#### Exercise details:
Repeat the records word for word, starting at the beginning and stopping after the line that contains "positive clicks: (244, 360)". Leave the pictures out of your answer.

#### Extracted entries:
*** Block opens ***

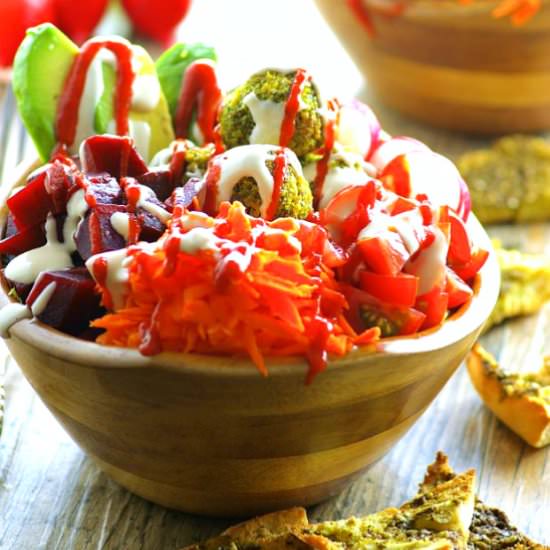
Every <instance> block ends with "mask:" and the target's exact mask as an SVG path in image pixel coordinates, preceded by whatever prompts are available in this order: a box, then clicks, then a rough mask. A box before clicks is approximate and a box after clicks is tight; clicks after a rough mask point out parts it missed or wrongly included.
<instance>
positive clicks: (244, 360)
mask: <svg viewBox="0 0 550 550" xmlns="http://www.w3.org/2000/svg"><path fill="white" fill-rule="evenodd" d="M37 166H39V164H38V163H37V162H36V161H35V160H34V161H32V162H27V163H21V164H20V165H18V166H17V168H16V169H15V170H14V174H17V178H14V183H13V184H12V185H8V186H7V187H6V186H2V189H1V192H0V229H3V226H4V223H5V217H6V212H7V208H6V204H5V202H6V199H7V198H8V196H9V193H10V191H11V189H13V188H14V187H16V186H17V184H19V185H20V184H21V182H22V181H24V180H25V179H26V177H27V176H28V175H29V174H30V173H31V172H32V171H33V170H34V169H36V168H37ZM467 226H468V228H469V230H470V231H471V235H472V240H473V241H474V242H475V243H476V244H477V245H479V246H482V247H483V248H485V249H487V250H489V257H488V258H487V261H486V262H485V264H484V266H483V267H482V268H481V270H480V272H479V274H478V275H477V276H476V279H475V281H474V294H473V296H472V298H471V299H470V300H469V301H468V302H467V303H466V304H464V305H463V306H461V307H460V308H459V309H458V310H457V311H456V312H454V313H453V314H452V315H451V316H450V317H449V318H448V319H446V320H445V322H444V323H443V324H441V325H439V326H438V327H434V328H432V329H429V330H426V331H422V332H419V333H416V334H413V335H409V336H397V337H392V338H386V339H382V340H381V341H380V342H377V343H376V344H373V345H369V346H365V347H362V348H355V349H353V350H352V351H350V352H349V353H348V354H346V355H345V356H343V357H339V358H336V359H329V362H328V368H329V369H330V370H334V369H338V368H343V367H346V366H350V365H354V364H359V363H360V364H363V363H365V362H372V361H373V360H375V359H378V358H380V357H381V356H383V355H387V354H391V355H413V354H422V353H426V352H430V351H435V350H438V349H441V348H444V347H447V346H449V345H451V344H453V343H456V342H458V341H460V340H462V339H464V338H466V337H467V336H468V335H469V334H471V333H472V332H475V331H476V330H479V329H480V328H481V327H482V325H483V324H484V323H485V321H486V320H487V319H488V317H489V315H490V313H491V311H492V310H493V308H494V306H495V304H496V301H497V298H498V293H499V288H500V269H499V266H498V262H497V259H496V255H495V252H494V249H493V246H492V243H491V240H490V238H489V236H488V234H487V233H486V231H485V229H484V228H483V226H482V225H481V223H480V222H479V221H478V220H477V218H476V217H475V215H474V214H473V213H472V214H470V216H469V219H468V222H467ZM0 279H1V280H0V286H1V290H0V308H1V307H3V306H5V305H7V304H8V303H10V302H12V300H11V299H10V297H9V296H8V294H7V292H8V284H7V281H6V279H5V277H4V275H3V270H2V275H1V278H0ZM485 281H487V282H485ZM490 282H494V284H489V283H490ZM9 333H10V336H9V338H13V337H15V338H17V339H18V340H20V341H21V342H23V343H25V344H27V345H29V346H31V347H34V348H36V349H38V350H40V351H42V352H44V353H45V354H47V355H50V356H54V357H57V358H59V359H62V360H64V361H67V362H71V363H76V364H79V365H81V366H84V367H90V368H95V369H99V370H105V369H128V368H147V369H151V368H156V369H162V370H177V371H189V372H193V373H199V374H203V375H205V376H219V375H224V376H235V375H239V376H248V375H253V376H258V370H257V369H256V367H255V366H254V364H253V363H252V361H251V360H250V359H249V358H248V357H245V356H230V355H207V354H198V353H175V352H163V353H160V354H158V355H155V356H152V357H146V356H143V355H142V354H141V353H140V352H139V351H138V350H137V349H134V348H122V347H115V346H106V345H102V344H97V343H95V342H90V341H87V340H82V339H80V338H77V337H75V336H70V335H68V334H65V333H62V332H61V331H59V330H57V329H54V328H52V327H49V326H48V325H45V324H44V323H42V322H40V321H38V320H37V319H23V320H21V321H18V322H17V323H15V324H14V325H13V326H12V327H11V328H10V329H9ZM9 338H8V340H9ZM8 345H9V344H8ZM266 367H267V370H268V372H269V376H273V375H288V374H291V373H297V372H300V373H302V374H303V373H304V372H307V370H308V368H309V367H308V364H307V362H306V360H305V359H304V358H301V357H274V358H269V357H266Z"/></svg>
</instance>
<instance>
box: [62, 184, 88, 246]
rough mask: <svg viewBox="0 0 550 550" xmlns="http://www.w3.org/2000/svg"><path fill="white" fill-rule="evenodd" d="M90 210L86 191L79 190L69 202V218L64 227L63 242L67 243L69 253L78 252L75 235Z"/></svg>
mask: <svg viewBox="0 0 550 550" xmlns="http://www.w3.org/2000/svg"><path fill="white" fill-rule="evenodd" d="M88 208H89V206H88V203H87V202H86V193H85V191H84V189H79V190H78V191H77V192H76V193H74V194H73V195H72V197H71V198H70V199H69V201H68V202H67V218H66V219H65V223H64V225H63V240H64V241H65V243H64V246H65V249H66V250H67V252H69V253H70V252H74V251H75V250H76V243H75V240H74V234H75V232H76V230H77V228H78V224H79V223H80V222H81V221H82V219H83V218H84V216H85V215H86V212H87V211H88Z"/></svg>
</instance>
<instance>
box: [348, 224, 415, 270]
mask: <svg viewBox="0 0 550 550" xmlns="http://www.w3.org/2000/svg"><path fill="white" fill-rule="evenodd" d="M357 245H358V246H359V249H360V250H361V252H362V254H363V259H364V260H365V263H366V264H367V265H368V266H369V267H370V268H371V269H372V271H374V272H376V273H379V274H381V275H392V276H394V277H395V276H396V275H397V274H398V273H400V272H401V270H402V269H403V266H404V265H405V264H406V263H407V261H408V259H409V258H410V254H409V252H408V250H407V248H406V246H405V243H404V242H403V239H402V238H401V236H400V235H399V233H397V232H395V231H387V233H385V234H384V236H372V237H368V238H366V239H361V240H360V241H358V242H357Z"/></svg>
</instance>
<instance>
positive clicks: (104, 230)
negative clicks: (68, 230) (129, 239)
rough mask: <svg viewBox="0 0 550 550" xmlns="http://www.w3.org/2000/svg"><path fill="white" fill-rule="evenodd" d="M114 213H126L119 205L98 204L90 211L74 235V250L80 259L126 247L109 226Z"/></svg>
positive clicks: (113, 229) (115, 204)
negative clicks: (102, 252)
mask: <svg viewBox="0 0 550 550" xmlns="http://www.w3.org/2000/svg"><path fill="white" fill-rule="evenodd" d="M115 212H126V207H125V206H123V205H119V204H98V205H97V206H95V207H94V208H92V209H90V210H89V211H88V213H87V214H86V217H85V218H84V219H83V220H82V222H81V223H80V225H79V226H78V229H77V231H76V233H75V237H74V238H75V242H76V248H77V250H78V253H79V254H80V256H82V259H83V260H84V261H86V260H87V259H88V258H90V257H91V256H94V255H95V254H99V253H101V252H107V251H108V250H118V249H120V248H124V247H125V246H126V240H125V239H124V237H123V236H122V235H120V234H119V233H117V232H116V231H115V229H114V227H113V226H112V224H111V216H112V215H113V214H114V213H115Z"/></svg>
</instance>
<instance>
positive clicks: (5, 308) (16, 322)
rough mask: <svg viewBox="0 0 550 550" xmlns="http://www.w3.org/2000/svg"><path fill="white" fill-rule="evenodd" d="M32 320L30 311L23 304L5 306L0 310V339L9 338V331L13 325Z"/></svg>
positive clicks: (31, 316)
mask: <svg viewBox="0 0 550 550" xmlns="http://www.w3.org/2000/svg"><path fill="white" fill-rule="evenodd" d="M30 318H32V313H31V310H30V308H29V307H28V306H26V305H25V304H15V303H12V304H7V305H5V306H4V307H3V308H2V309H0V337H2V338H9V337H10V334H9V330H10V328H11V327H12V326H13V325H15V323H17V322H19V321H22V320H23V319H30Z"/></svg>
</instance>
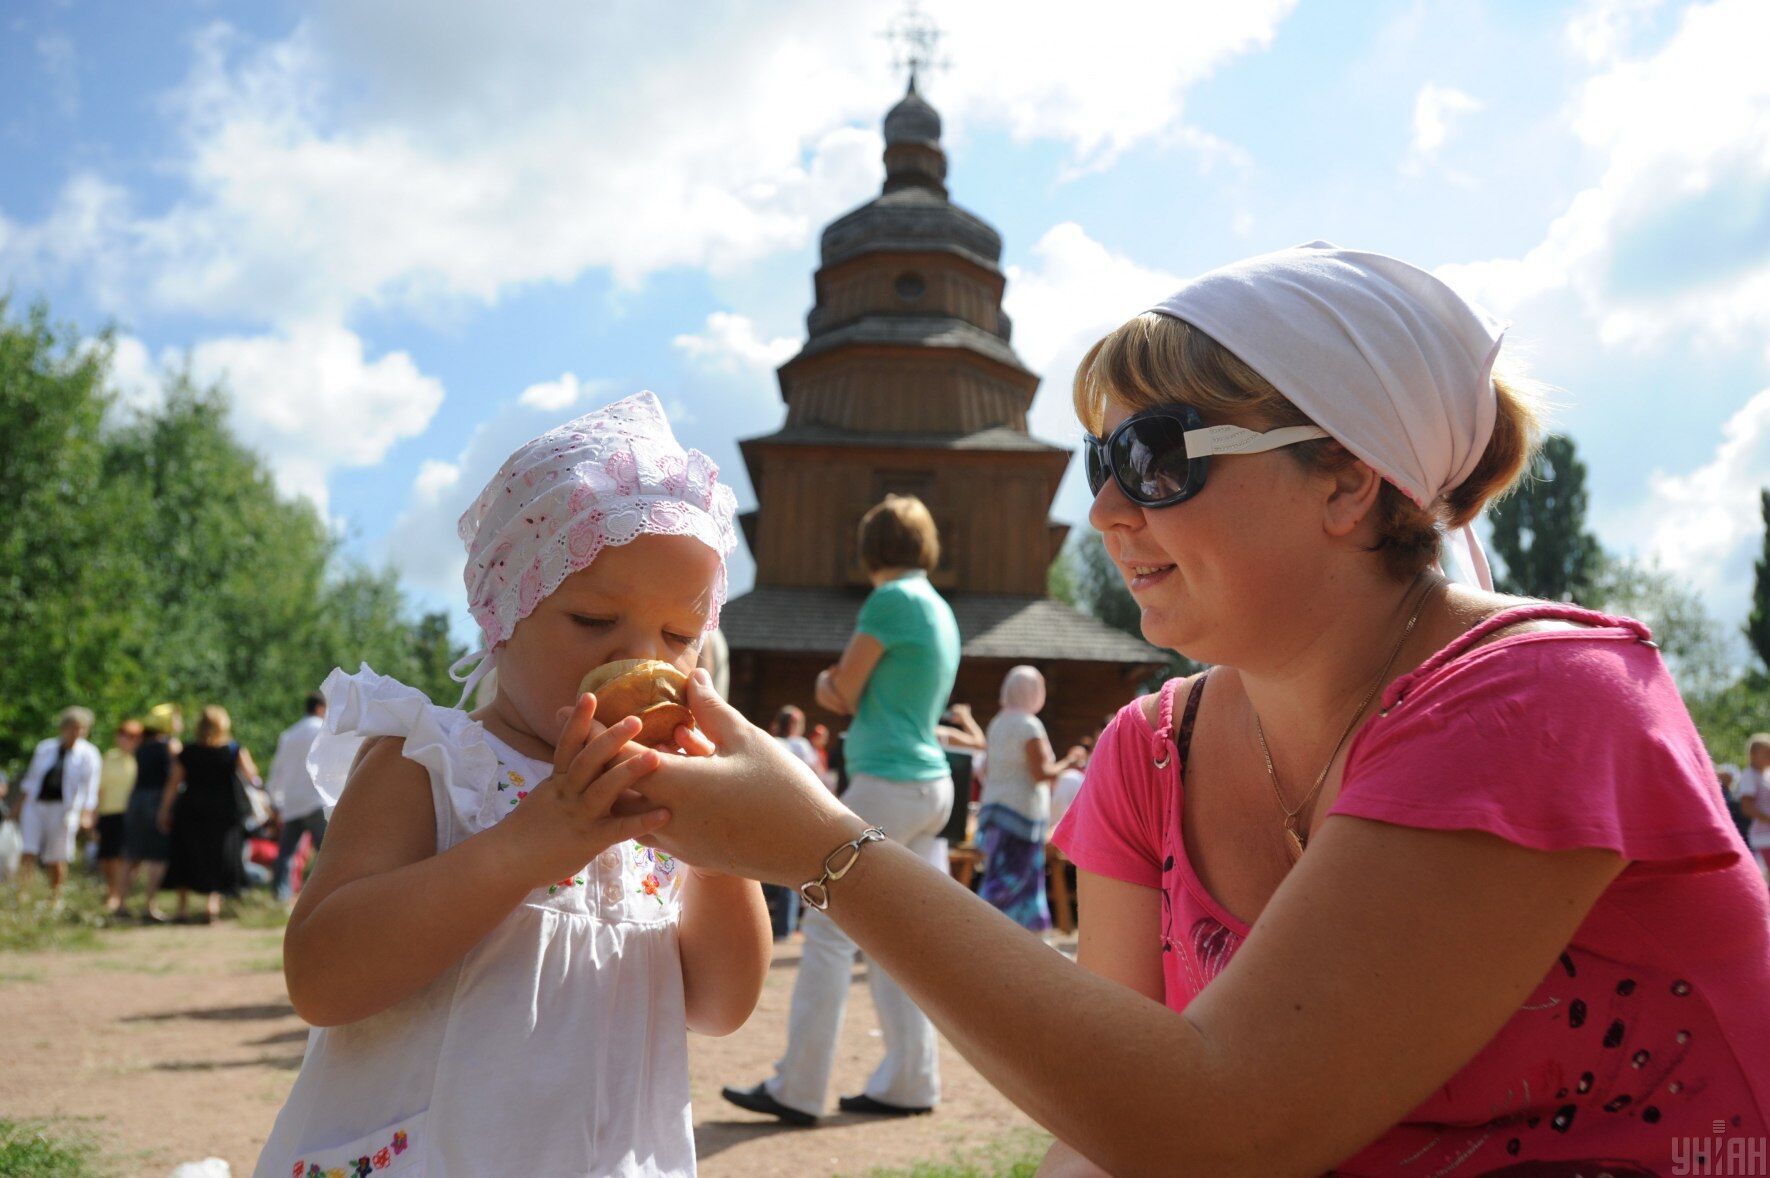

*** Block closes ***

#### Problem solution:
Every <instance> block ends with "mask:" and the target's exact mask as an SVG path in image pixel coordinates, preceded by whatever prompts are available in this order: a box, then clicks, then a rough mask. A box before clicks is approximate and a box after clicks is tight; clicks after a rough mask point out parts it missed or wrongly included.
<instance>
positive clicks: (244, 360)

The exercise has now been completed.